What the exercise asks
Reproduce the worked integral solution below in full, character for character.

Document

==*==

Answer
$$\frac{1}{3}\left( {{e^{15 + 5y}} - {e^{3 + 5y}}} \right)$$
Work Step by Step
$$\eqalign{
& \int_1^5 {{e^{3x + 5y}}} dx \cr
& {\text{the notation }}dx{\text{ indicates integration with respect to }}x,{\text{ }} \cr
& {\text{so we treat }}x{\text{ as variable and }}y{\text{ as a constant}}{\text{. then}} \cr
& \int_1^5 {{e^{3x + 5y}}} dx = \frac{1}{3}\int_1^5 {{e^{3x + 5y}}} \left( 3 \right)dx \cr
& {\text{using }}\int {{e^u}} du = {e^u} + C \cr
& = \frac{1}{3}\left( {{e^{3x + 5y}}} \right)_1^5 \cr
& {\text{evaluating the limits in the variable }}x \cr
& = \frac{1}{3}\left( {{e^{3\left( 5 \right) + 5y}} - {e^{3\left( 1 \right) + 5y}}} \right) \cr
& {\text{simplifying}} \cr
& = \frac{1}{3}\left( {{e^{15 + 5y}} - {e^{3 + 5y}}} \right) \cr} $$

==*==

Provided material

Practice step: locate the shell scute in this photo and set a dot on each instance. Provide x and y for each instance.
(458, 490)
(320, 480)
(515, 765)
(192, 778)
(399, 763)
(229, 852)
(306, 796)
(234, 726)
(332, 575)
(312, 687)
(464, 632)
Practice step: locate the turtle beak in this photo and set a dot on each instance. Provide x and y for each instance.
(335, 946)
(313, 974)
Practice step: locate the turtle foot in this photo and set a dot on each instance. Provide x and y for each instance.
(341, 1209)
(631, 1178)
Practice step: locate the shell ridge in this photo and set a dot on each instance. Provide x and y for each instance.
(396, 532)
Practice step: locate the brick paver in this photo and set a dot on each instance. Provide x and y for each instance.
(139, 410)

==*==

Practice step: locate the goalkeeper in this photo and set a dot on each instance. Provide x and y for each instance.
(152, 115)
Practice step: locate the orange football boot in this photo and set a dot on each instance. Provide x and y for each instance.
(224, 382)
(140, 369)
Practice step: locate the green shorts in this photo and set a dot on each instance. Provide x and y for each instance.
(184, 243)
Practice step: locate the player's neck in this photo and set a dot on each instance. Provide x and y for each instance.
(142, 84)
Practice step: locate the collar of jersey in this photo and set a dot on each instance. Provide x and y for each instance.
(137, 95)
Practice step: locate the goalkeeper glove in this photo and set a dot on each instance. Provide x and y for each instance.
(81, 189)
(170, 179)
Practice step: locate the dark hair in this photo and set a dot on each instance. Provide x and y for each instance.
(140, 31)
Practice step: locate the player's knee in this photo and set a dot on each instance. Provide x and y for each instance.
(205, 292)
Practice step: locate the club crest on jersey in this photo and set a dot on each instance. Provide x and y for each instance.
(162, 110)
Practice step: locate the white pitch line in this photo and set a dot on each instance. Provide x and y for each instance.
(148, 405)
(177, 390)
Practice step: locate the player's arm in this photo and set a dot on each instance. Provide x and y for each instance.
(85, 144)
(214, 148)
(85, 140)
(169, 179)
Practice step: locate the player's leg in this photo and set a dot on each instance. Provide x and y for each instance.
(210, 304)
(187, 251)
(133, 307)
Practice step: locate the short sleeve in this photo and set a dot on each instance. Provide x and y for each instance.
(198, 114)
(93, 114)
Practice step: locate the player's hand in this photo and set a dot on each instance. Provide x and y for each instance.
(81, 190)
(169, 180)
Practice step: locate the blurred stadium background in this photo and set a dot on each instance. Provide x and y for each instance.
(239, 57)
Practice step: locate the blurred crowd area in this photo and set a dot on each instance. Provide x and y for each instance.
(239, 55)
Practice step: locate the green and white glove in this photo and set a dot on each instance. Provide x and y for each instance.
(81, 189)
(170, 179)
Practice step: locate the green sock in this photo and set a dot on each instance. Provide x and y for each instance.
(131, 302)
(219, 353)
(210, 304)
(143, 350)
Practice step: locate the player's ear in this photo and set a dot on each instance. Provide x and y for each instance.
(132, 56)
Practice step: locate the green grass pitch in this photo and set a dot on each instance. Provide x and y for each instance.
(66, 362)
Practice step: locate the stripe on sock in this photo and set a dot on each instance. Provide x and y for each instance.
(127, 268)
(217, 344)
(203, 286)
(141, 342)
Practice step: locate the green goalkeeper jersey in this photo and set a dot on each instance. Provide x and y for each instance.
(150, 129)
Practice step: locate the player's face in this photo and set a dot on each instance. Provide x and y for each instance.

==*==

Solution for this problem
Answer
$$\frac{1}{3}\left( {{e^{15 + 5y}} - {e^{3 + 5y}}} \right)$$
Work Step by Step
$$\eqalign{
& \int_1^5 {{e^{3x + 5y}}} dx \cr
& {\text{the notation }}dx{\text{ indicates integration with respect to }}x,{\text{ }} \cr
& {\text{so we treat }}x{\text{ as variable and }}y{\text{ as a constant}}{\text{. then}} \cr
& \int_1^5 {{e^{3x + 5y}}} dx = \frac{1}{3}\int_1^5 {{e^{3x + 5y}}} \left( 3 \right)dx \cr
& {\text{using }}\int {{e^u}} du = {e^u} + C \cr
& = \frac{1}{3}\left( {{e^{3x + 5y}}} \right)_1^5 \cr
& {\text{evaluating the limits in the variable }}x \cr
& = \frac{1}{3}\left( {{e^{3\left( 5 \right) + 5y}} - {e^{3\left( 1 \right) + 5y}}} \right) \cr
& {\text{simplifying}} \cr
& = \frac{1}{3}\left( {{e^{15 + 5y}} - {e^{3 + 5y}}} \right) \cr} $$